==== Texto de leitura
Carlos Alexandre assumiu, no processo em que é arguido, que, até 2016, nem ele nem o juiz Ivo Rosa assistiram à distribuição de processos. E não poupou a funcionária de quem se dizia ser próximo.

O juiz Carlos Alexandre não poupou o colega Ivo Rosa, que levantou suspeitas quanto à forma como o processo Marquês lhe caiu nas mãos, nem a funcionária que todos diziam ser sua protegida — e que, como Carlos Alexandre, é também arguida num processo movido por José Sócrates por suspeitas de eventuais irregularidades na distribuição do processo que colocou o antigo primeiro-ministro socialista em prisão preventiva. No depoimento que prestou ainda enquanto testemunha, o juiz do Tribunal Central de Instrução Criminal (TCIC) assumiu que, até abril de 2016, nunca assistiu a qualquer distribuição dos processos que entravam no tribunal que é conhecido por Ticão. Nem ele nem o colega com quem tem somado divergências. Também criticou a forma como a sua funcionária judicial dirigia a secção e partiu sem sequer se despedir do magistrado que a tinha indicado para aquele tribunal.
========
▶ **Lista de tarefas**:
1 > Responda às perguntas abaixo com base no texto de leitura.
(a) Até que mês e ano Carlos Alexandre afirmou nunca ter assistido a uma distribuição de processos no tribunal?
(b) Quem moveu o processo em que Carlos Alexandre e a funcionária são arguidos?
(c) Por que nome é conhecido o tribunal onde Carlos Alexandre é juiz?
2 > Resuma em forma de lista o parágrafo do texto de leitura que começa por "O juiz Carlos Alexandre não poupou", mantendo os fatos principais.
3 > Por favor, repita tudo o que vai de "Carlos Alexandre assumiu, no" até "dizia ser próximo." no texto de leitura, sem alterar nada.
==== Linhas apresentadas
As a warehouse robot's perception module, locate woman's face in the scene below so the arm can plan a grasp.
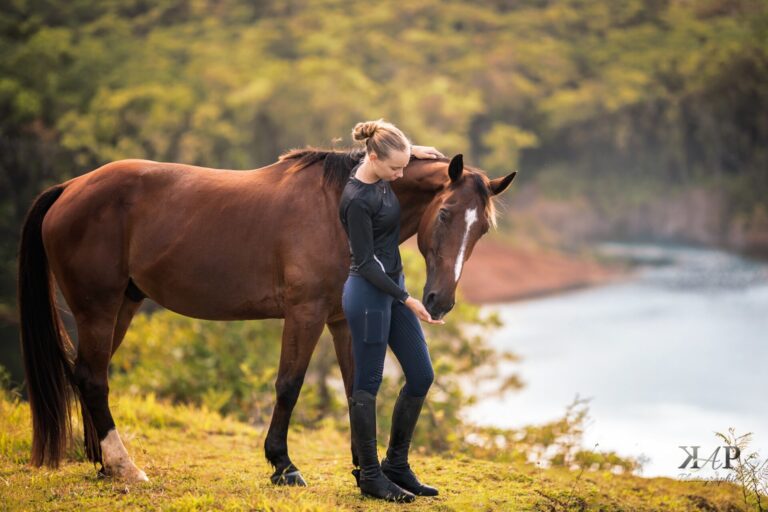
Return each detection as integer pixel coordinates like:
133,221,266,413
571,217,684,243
369,148,411,181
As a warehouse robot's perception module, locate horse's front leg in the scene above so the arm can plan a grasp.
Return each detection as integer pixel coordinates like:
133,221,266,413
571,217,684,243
328,313,358,468
264,303,327,485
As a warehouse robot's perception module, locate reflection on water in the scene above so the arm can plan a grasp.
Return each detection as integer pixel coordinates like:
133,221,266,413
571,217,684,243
469,244,768,477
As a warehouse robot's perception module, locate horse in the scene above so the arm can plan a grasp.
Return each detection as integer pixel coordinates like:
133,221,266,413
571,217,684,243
18,146,516,485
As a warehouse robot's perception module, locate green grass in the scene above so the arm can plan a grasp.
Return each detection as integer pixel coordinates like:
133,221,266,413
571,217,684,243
0,396,756,511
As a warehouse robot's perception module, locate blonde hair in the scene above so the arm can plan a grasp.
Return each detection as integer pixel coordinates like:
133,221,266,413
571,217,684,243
352,118,411,160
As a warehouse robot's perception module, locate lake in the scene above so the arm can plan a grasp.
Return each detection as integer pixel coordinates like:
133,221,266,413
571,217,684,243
468,244,768,478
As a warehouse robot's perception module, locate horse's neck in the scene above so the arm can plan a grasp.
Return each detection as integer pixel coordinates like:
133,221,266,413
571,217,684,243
393,160,447,241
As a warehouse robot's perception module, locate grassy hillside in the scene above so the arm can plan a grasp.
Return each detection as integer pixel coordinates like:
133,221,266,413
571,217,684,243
0,396,744,511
========
▶ **Respostas do exercício**:
1 >
(a) Até abril de 2016.
(b) José Sócrates.
(c) Ticão.

2 >
- Carlos Alexandre criticou o colega Ivo Rosa, que levantou suspeitas sobre a forma como o processo Marquês lhe foi atribuído.
- Criticou também a funcionária tida como sua protegida.
- Tal como ele, essa funcionária é arguida num processo movido por José Sócrates por suspeitas de irregularidades na distribuição do processo que levou o antigo primeiro-ministro à prisão preventiva.
- Ainda como testemunha, o juiz do TCIC admitiu que, até abril de 2016, nunca assistiu à distribuição dos processos no Ticão.
- Ivo Rosa também não assistiu.
- Criticou a forma como a funcionária dirigia a secção.
- Disse ainda que ela partiu sem se despedir do magistrado que a indicou para aquele tribunal.

3 >
Carlos Alexandre assumiu, no processo em que é arguido, que, até 2016, nem ele nem o juiz Ivo Rosa assistiram à distribuição de processos. E não poupou a funcionária de quem se dizia ser próximo.